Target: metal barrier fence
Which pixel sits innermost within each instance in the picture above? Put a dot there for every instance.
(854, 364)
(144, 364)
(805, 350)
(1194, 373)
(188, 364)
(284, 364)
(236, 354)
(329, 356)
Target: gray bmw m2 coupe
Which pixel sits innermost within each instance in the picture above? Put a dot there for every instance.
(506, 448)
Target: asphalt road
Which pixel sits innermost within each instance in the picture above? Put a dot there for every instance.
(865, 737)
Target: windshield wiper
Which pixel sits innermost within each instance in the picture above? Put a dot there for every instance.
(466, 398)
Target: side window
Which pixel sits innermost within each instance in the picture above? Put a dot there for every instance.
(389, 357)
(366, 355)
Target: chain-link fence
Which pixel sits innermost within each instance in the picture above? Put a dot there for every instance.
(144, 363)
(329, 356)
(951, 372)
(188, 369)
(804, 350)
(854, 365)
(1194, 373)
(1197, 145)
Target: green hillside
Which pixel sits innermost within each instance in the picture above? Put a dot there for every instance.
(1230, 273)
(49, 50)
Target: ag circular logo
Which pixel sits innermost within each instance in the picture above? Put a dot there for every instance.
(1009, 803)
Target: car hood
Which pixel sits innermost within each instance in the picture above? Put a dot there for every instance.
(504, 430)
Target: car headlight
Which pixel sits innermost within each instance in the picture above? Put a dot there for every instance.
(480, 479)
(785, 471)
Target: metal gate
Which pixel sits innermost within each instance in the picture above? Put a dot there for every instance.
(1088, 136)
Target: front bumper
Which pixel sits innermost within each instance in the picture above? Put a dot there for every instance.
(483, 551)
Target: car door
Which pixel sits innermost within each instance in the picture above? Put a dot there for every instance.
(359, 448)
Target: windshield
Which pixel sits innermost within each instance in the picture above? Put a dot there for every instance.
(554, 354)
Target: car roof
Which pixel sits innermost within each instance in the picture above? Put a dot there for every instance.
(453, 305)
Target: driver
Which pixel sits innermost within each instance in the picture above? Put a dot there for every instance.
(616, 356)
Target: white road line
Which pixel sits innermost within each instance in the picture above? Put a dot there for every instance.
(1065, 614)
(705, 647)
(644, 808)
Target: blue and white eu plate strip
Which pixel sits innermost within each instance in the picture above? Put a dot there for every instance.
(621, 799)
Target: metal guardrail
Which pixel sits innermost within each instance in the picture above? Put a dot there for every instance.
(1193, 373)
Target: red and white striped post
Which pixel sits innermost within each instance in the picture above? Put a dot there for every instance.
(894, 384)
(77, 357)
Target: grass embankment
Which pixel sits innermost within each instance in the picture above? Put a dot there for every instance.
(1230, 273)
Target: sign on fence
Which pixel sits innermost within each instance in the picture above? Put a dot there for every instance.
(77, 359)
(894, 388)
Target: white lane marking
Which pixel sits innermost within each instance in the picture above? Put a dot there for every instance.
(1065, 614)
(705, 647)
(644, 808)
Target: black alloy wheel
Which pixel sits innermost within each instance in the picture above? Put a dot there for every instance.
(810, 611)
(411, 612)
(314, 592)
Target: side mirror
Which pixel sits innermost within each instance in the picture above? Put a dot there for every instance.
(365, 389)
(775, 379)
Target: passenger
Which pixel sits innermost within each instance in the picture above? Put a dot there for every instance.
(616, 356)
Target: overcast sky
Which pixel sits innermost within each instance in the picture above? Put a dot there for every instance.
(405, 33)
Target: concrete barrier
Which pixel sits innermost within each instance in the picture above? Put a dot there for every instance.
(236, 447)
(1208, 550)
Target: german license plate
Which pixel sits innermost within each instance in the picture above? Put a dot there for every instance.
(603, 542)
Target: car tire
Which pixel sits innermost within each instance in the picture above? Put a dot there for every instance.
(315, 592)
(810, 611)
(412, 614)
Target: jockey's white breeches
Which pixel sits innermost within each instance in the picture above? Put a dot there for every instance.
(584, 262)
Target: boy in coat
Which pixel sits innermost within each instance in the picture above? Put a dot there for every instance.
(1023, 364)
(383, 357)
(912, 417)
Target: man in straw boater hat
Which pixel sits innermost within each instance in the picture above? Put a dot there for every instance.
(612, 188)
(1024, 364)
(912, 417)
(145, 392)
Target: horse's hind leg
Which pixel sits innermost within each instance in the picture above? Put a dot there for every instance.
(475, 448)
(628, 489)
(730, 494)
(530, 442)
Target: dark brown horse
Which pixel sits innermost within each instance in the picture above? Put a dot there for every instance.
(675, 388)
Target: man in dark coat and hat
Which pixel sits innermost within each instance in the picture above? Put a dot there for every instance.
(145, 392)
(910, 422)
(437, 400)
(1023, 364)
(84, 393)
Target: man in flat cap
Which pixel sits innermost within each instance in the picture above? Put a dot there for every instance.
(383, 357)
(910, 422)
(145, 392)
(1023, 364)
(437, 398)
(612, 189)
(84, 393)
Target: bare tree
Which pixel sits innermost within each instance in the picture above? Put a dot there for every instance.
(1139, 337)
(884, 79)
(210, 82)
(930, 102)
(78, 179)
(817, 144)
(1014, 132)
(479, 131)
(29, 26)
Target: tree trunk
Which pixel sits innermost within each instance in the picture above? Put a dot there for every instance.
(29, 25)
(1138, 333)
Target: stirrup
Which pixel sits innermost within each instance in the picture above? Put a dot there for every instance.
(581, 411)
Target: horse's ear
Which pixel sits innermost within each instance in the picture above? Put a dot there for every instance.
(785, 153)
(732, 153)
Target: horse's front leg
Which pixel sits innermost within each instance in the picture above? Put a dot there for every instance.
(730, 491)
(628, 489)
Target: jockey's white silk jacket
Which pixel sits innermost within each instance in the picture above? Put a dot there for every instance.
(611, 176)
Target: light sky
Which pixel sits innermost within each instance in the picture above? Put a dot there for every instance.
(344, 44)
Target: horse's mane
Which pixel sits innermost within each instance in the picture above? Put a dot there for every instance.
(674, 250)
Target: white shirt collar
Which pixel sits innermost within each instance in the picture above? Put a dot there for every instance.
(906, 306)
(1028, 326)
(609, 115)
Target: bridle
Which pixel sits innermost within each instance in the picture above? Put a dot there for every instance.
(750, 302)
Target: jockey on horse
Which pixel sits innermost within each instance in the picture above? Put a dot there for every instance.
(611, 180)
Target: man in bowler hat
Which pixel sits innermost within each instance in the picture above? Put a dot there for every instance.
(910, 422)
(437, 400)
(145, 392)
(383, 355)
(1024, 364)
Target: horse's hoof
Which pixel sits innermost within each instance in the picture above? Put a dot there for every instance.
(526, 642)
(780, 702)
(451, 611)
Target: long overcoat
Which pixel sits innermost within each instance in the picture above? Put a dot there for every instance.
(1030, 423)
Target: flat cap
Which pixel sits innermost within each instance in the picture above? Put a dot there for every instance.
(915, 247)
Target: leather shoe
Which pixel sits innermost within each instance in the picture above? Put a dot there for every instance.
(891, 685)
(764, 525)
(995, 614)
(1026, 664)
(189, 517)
========================================
> WHAT THE TASK REQUIRES
Search the listing for the word "dark", and copy every line in which it is found.

> TASK RESULT
Target: dark brown horse
Target: man in dark coat and hat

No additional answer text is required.